■ Written task
Below are records; extract exactly the lines from the one containing "Where can the woman" through the last, both included, and keep the pictures out.

Image location labeling entries
+===+
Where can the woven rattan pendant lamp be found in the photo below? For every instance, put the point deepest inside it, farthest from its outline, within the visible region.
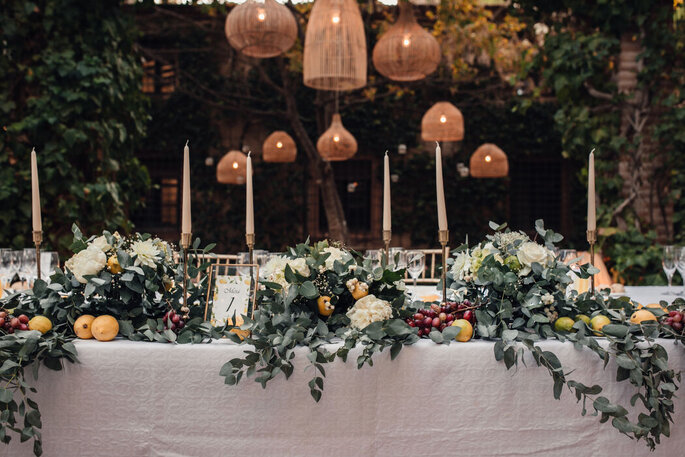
(442, 122)
(231, 168)
(336, 143)
(335, 46)
(261, 28)
(279, 147)
(406, 52)
(489, 161)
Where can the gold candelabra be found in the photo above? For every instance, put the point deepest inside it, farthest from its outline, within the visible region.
(387, 235)
(443, 238)
(185, 245)
(37, 240)
(592, 239)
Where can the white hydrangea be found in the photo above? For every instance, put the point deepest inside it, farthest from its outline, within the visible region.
(89, 261)
(335, 254)
(368, 310)
(274, 270)
(145, 253)
(101, 243)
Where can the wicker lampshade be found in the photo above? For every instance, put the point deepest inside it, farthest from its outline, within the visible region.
(279, 147)
(336, 143)
(489, 161)
(261, 28)
(442, 122)
(335, 46)
(406, 52)
(231, 168)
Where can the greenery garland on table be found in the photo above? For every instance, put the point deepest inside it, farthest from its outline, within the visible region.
(322, 293)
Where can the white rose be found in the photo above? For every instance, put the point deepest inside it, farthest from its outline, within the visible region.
(368, 310)
(531, 252)
(145, 253)
(89, 261)
(101, 243)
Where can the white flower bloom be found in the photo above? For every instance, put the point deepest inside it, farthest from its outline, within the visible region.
(145, 253)
(368, 310)
(531, 252)
(101, 243)
(462, 265)
(89, 261)
(335, 254)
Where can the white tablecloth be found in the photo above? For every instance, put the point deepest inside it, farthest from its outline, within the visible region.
(151, 399)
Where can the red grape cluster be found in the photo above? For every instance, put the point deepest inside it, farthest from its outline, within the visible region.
(439, 317)
(676, 320)
(173, 321)
(10, 323)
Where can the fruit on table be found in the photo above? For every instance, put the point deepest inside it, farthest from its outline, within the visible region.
(598, 322)
(466, 332)
(105, 328)
(324, 305)
(40, 323)
(564, 324)
(584, 318)
(642, 315)
(82, 327)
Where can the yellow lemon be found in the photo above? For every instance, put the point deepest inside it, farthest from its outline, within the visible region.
(325, 307)
(105, 328)
(40, 323)
(564, 324)
(113, 265)
(82, 327)
(466, 332)
(598, 322)
(641, 315)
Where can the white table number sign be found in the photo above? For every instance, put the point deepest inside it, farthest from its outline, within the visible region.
(231, 296)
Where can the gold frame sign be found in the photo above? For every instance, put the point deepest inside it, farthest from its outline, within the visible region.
(230, 294)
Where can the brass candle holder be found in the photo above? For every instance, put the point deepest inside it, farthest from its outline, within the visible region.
(249, 239)
(443, 238)
(387, 236)
(592, 239)
(37, 240)
(185, 245)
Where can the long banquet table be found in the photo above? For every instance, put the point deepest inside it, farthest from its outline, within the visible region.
(148, 399)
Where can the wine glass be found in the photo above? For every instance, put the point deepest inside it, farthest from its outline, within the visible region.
(669, 263)
(680, 265)
(416, 262)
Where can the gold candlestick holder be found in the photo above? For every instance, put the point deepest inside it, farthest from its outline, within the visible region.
(387, 236)
(249, 239)
(592, 239)
(443, 238)
(38, 240)
(186, 238)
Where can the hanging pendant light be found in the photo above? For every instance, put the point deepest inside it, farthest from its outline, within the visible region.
(279, 147)
(442, 122)
(231, 168)
(336, 143)
(261, 28)
(335, 46)
(406, 52)
(489, 161)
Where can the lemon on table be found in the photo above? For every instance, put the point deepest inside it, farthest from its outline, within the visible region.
(105, 328)
(40, 323)
(642, 315)
(466, 332)
(598, 322)
(82, 327)
(564, 324)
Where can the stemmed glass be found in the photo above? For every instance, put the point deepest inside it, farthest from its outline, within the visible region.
(680, 265)
(669, 263)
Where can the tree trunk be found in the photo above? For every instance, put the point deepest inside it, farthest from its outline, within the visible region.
(335, 216)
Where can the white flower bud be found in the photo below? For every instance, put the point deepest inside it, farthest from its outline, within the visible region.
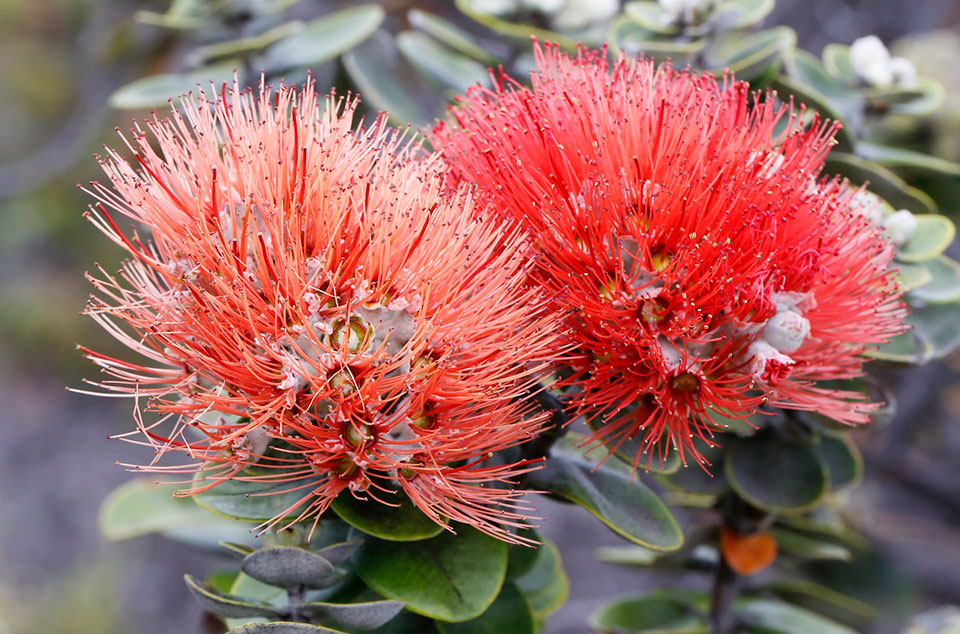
(869, 58)
(867, 205)
(544, 6)
(786, 331)
(688, 11)
(578, 14)
(904, 72)
(494, 7)
(900, 226)
(769, 365)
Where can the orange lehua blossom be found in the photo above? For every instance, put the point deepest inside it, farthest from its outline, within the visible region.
(313, 301)
(682, 222)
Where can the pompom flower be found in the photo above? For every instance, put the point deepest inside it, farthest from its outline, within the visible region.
(317, 308)
(705, 266)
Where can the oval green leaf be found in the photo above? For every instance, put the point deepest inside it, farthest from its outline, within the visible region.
(913, 276)
(836, 59)
(450, 34)
(775, 474)
(943, 283)
(255, 501)
(881, 181)
(289, 567)
(908, 161)
(933, 235)
(370, 68)
(509, 613)
(401, 523)
(826, 601)
(705, 479)
(763, 616)
(629, 508)
(651, 16)
(227, 605)
(439, 63)
(740, 14)
(158, 90)
(282, 627)
(803, 546)
(449, 578)
(842, 458)
(936, 326)
(325, 38)
(545, 585)
(639, 615)
(368, 615)
(907, 347)
(749, 56)
(474, 10)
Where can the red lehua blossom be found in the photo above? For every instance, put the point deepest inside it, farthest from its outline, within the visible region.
(705, 268)
(316, 304)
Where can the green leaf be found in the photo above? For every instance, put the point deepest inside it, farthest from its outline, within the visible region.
(653, 615)
(631, 555)
(651, 17)
(369, 66)
(926, 97)
(520, 558)
(140, 507)
(255, 501)
(706, 479)
(933, 235)
(908, 161)
(545, 585)
(629, 508)
(907, 347)
(450, 34)
(249, 588)
(836, 59)
(448, 578)
(368, 615)
(325, 38)
(798, 545)
(181, 15)
(522, 32)
(943, 283)
(289, 567)
(626, 454)
(826, 601)
(282, 627)
(842, 458)
(936, 326)
(510, 612)
(338, 553)
(401, 523)
(913, 276)
(247, 45)
(227, 605)
(238, 550)
(158, 90)
(824, 529)
(221, 580)
(881, 181)
(439, 63)
(810, 97)
(740, 14)
(749, 56)
(774, 474)
(762, 616)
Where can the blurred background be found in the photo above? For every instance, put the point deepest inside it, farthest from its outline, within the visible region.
(60, 60)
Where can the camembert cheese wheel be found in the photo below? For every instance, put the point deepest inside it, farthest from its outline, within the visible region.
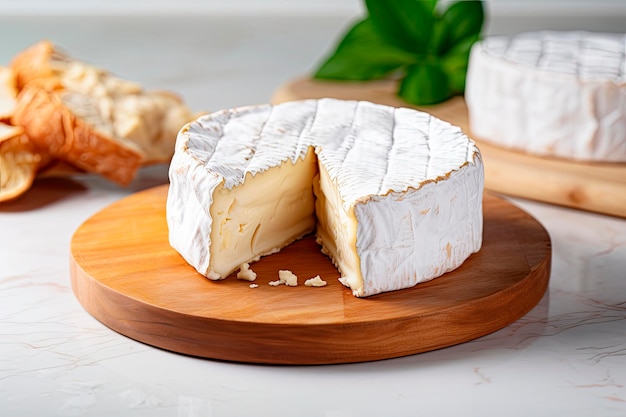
(552, 93)
(394, 195)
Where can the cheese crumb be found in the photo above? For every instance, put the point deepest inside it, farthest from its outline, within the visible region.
(285, 277)
(246, 273)
(316, 281)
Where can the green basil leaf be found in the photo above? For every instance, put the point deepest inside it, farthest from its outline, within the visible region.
(464, 19)
(439, 38)
(404, 23)
(425, 84)
(363, 55)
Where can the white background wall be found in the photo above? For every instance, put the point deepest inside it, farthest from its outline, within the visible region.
(333, 7)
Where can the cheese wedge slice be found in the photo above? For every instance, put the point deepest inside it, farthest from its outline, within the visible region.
(394, 195)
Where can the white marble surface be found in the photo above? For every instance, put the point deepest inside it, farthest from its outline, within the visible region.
(566, 357)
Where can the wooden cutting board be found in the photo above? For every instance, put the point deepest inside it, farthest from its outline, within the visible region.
(596, 187)
(126, 275)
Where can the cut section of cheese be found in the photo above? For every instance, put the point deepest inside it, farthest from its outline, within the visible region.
(551, 93)
(394, 195)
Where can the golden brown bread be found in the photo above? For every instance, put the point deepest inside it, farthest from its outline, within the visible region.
(90, 118)
(19, 162)
(8, 93)
(54, 129)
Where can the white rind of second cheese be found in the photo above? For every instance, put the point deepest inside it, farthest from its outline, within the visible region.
(551, 93)
(409, 185)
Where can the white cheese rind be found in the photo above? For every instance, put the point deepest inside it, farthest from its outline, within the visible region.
(558, 94)
(406, 188)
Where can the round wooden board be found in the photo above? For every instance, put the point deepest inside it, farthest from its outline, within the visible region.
(126, 275)
(596, 187)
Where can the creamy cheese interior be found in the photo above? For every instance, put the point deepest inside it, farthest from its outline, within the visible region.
(393, 194)
(336, 230)
(261, 215)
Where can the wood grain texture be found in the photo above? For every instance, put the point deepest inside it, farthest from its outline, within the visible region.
(126, 275)
(596, 187)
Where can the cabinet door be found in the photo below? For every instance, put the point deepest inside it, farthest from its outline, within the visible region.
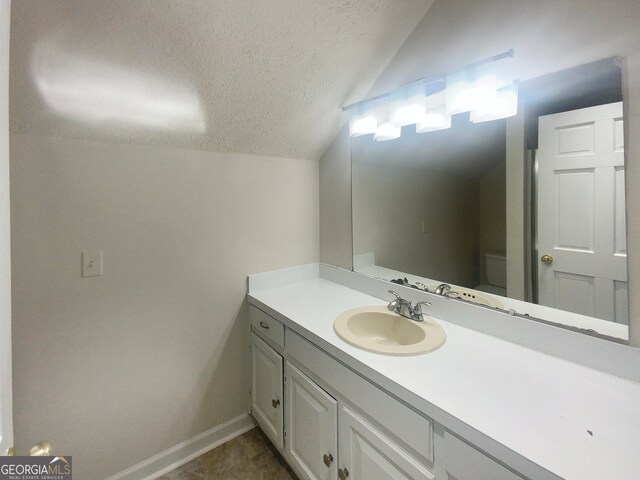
(311, 427)
(368, 454)
(266, 389)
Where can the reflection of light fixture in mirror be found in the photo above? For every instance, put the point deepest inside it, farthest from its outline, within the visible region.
(386, 129)
(407, 105)
(363, 122)
(471, 89)
(436, 116)
(505, 105)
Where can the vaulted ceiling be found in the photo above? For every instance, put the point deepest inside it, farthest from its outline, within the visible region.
(247, 76)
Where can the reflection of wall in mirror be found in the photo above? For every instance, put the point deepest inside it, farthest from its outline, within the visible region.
(431, 224)
(416, 221)
(547, 36)
(492, 215)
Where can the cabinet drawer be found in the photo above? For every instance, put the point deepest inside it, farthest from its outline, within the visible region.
(267, 327)
(410, 430)
(464, 462)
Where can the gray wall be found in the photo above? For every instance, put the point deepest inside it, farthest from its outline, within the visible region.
(117, 368)
(547, 36)
(390, 205)
(6, 439)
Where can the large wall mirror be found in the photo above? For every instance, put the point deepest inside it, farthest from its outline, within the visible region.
(431, 208)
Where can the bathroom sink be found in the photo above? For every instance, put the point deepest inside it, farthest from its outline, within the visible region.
(378, 330)
(473, 296)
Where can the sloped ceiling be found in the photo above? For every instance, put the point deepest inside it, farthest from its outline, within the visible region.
(247, 76)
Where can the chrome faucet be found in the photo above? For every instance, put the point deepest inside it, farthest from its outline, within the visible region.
(442, 289)
(404, 308)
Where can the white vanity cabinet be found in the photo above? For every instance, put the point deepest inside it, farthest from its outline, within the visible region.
(266, 390)
(339, 425)
(367, 453)
(312, 420)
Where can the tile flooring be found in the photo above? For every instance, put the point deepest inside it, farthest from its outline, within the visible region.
(247, 457)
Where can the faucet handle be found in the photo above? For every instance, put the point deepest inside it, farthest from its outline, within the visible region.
(417, 310)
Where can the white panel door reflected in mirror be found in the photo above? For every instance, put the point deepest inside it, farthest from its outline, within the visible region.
(432, 208)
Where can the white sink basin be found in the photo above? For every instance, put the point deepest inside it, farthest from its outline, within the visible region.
(378, 330)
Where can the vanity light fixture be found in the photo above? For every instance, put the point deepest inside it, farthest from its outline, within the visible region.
(387, 131)
(473, 88)
(363, 122)
(504, 106)
(407, 105)
(436, 116)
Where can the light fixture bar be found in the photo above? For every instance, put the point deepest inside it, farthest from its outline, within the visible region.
(430, 80)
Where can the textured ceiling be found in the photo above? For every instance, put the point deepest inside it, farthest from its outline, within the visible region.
(263, 77)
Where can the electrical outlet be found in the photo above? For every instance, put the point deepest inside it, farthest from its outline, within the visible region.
(92, 263)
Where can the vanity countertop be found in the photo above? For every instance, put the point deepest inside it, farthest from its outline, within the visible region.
(550, 414)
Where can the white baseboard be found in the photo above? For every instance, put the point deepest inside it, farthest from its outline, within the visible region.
(178, 455)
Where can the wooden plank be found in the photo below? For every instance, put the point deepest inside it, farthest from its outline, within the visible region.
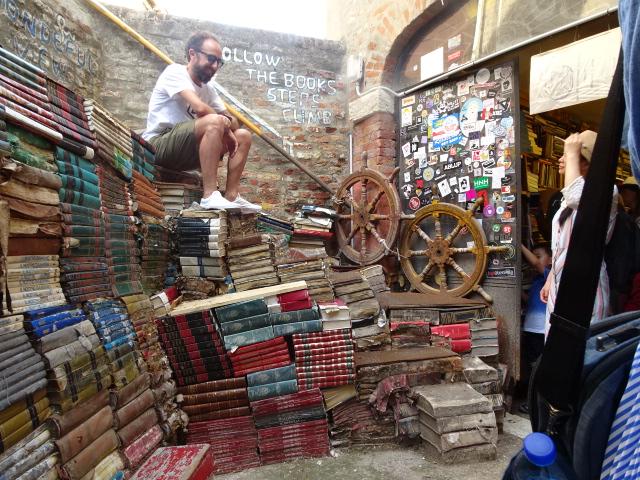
(363, 359)
(194, 306)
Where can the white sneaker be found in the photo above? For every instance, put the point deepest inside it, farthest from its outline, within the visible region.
(216, 201)
(246, 205)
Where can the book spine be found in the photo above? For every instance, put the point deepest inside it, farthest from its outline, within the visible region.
(298, 327)
(295, 316)
(241, 310)
(245, 324)
(247, 338)
(272, 376)
(261, 392)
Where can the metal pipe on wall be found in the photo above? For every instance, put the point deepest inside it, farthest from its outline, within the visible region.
(241, 118)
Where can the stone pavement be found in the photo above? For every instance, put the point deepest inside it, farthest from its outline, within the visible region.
(393, 462)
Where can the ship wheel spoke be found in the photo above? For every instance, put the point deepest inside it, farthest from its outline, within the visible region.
(441, 279)
(422, 234)
(428, 267)
(457, 268)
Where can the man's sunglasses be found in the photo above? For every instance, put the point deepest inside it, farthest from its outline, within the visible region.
(212, 58)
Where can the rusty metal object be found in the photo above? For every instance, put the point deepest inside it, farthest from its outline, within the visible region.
(439, 249)
(368, 215)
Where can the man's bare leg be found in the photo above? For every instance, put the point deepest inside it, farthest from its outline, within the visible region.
(236, 164)
(209, 131)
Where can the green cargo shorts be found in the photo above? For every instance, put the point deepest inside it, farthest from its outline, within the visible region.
(176, 148)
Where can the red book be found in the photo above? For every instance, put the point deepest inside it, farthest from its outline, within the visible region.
(293, 296)
(258, 346)
(188, 462)
(461, 346)
(456, 331)
(297, 305)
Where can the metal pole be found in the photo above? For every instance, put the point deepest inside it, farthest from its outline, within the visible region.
(241, 118)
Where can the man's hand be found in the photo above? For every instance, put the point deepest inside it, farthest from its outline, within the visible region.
(230, 142)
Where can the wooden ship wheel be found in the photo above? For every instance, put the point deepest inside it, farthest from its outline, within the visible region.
(368, 215)
(440, 245)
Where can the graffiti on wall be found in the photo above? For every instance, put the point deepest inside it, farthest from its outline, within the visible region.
(46, 42)
(299, 96)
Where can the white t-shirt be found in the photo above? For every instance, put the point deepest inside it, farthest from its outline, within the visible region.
(167, 108)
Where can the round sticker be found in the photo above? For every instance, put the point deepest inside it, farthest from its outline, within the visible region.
(428, 174)
(483, 75)
(414, 203)
(489, 211)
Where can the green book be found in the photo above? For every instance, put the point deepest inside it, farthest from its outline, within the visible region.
(295, 316)
(240, 310)
(249, 337)
(298, 327)
(244, 324)
(260, 392)
(272, 376)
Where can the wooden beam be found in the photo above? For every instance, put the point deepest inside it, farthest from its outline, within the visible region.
(195, 306)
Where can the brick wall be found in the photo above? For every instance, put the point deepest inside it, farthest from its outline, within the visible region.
(294, 83)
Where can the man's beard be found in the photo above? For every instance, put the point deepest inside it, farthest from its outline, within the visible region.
(203, 74)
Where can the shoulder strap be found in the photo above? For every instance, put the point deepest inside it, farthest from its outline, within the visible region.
(561, 364)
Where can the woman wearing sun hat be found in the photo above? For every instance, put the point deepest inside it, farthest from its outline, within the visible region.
(574, 164)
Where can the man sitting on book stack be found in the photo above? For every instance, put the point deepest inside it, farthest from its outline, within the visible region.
(189, 126)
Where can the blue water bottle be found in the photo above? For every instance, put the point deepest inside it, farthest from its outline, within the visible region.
(537, 459)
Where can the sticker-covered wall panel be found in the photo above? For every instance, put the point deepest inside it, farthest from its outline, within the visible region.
(458, 143)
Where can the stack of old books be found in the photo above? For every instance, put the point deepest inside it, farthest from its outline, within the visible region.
(177, 196)
(251, 262)
(370, 331)
(155, 251)
(291, 426)
(324, 359)
(76, 361)
(34, 456)
(23, 401)
(194, 348)
(144, 157)
(111, 321)
(84, 266)
(260, 356)
(205, 402)
(201, 238)
(457, 422)
(85, 437)
(312, 228)
(375, 278)
(272, 383)
(136, 421)
(114, 139)
(244, 323)
(187, 462)
(420, 364)
(335, 315)
(219, 415)
(233, 441)
(297, 315)
(32, 281)
(122, 252)
(67, 109)
(311, 271)
(267, 223)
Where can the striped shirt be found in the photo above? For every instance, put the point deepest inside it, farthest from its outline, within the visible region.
(560, 237)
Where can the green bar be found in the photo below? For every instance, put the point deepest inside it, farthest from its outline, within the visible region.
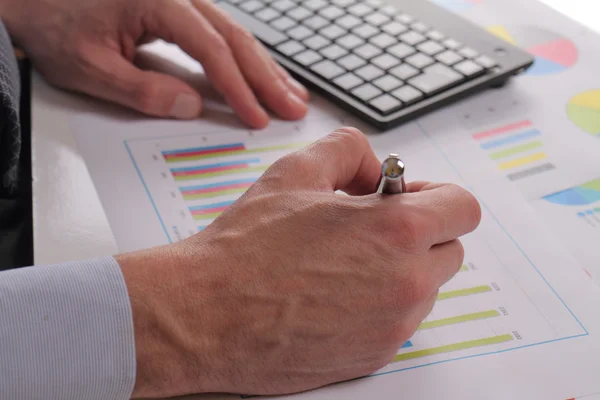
(236, 152)
(207, 216)
(459, 319)
(453, 347)
(213, 194)
(464, 292)
(260, 168)
(515, 150)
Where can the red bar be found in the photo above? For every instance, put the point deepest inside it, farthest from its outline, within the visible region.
(216, 189)
(209, 170)
(502, 129)
(203, 152)
(209, 210)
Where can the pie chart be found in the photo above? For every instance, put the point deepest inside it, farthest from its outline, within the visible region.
(585, 194)
(584, 111)
(457, 5)
(553, 53)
+===+
■ Exercise response
Where can the woman wearing sun hat be found in the photo above? For every instance, put the point deepest inside it, farthest from its outline, within the visible region.
(574, 164)
Where can the man sitting on book stack be found in the photo above? For every instance, put the point deepest inside it, farthest from its outline, within the visible region.
(189, 126)
Where can the blue water bottle be found in the photo above? For every instance, put the point deepest inside it, farthest from its outline, within the visible region.
(537, 459)
Where can the sticker-covered wall panel be found in the photo above? For every instance, put the point deepest inside it, farthest from its outline, within the visible region.
(458, 143)
Where can the stack of old books be found in the photo above? For every instance, put the point deepest inside it, farthest from its outline, within the visible region.
(177, 196)
(251, 262)
(370, 331)
(155, 251)
(291, 426)
(324, 359)
(76, 361)
(34, 456)
(23, 401)
(194, 348)
(144, 157)
(111, 321)
(84, 266)
(260, 356)
(205, 402)
(201, 238)
(457, 422)
(85, 437)
(312, 228)
(375, 278)
(272, 383)
(136, 421)
(114, 139)
(244, 323)
(187, 462)
(420, 364)
(335, 315)
(219, 415)
(233, 441)
(297, 315)
(32, 281)
(122, 252)
(67, 109)
(311, 271)
(267, 223)
Where can the striped shirt be found in the photo above? For every instance, put the point deepest inside it, farthest from its outline, within the visible region.
(560, 237)
Where can the green bar be found in the photo below? For every instance, put the point deepest inside it, farthest from its outline, within the visible region.
(236, 152)
(207, 216)
(459, 319)
(453, 347)
(213, 194)
(464, 292)
(260, 168)
(515, 150)
Where can the red bar be found in the photo above? For every instance, put the point deepest inside it, farthest from its outline, within the visible region.
(216, 189)
(209, 170)
(502, 129)
(203, 152)
(209, 210)
Where can the pie chart be found in the photo above? For every instance, put the point deepest inside it, farthest from its outline, within the visible region.
(585, 194)
(584, 111)
(457, 5)
(553, 53)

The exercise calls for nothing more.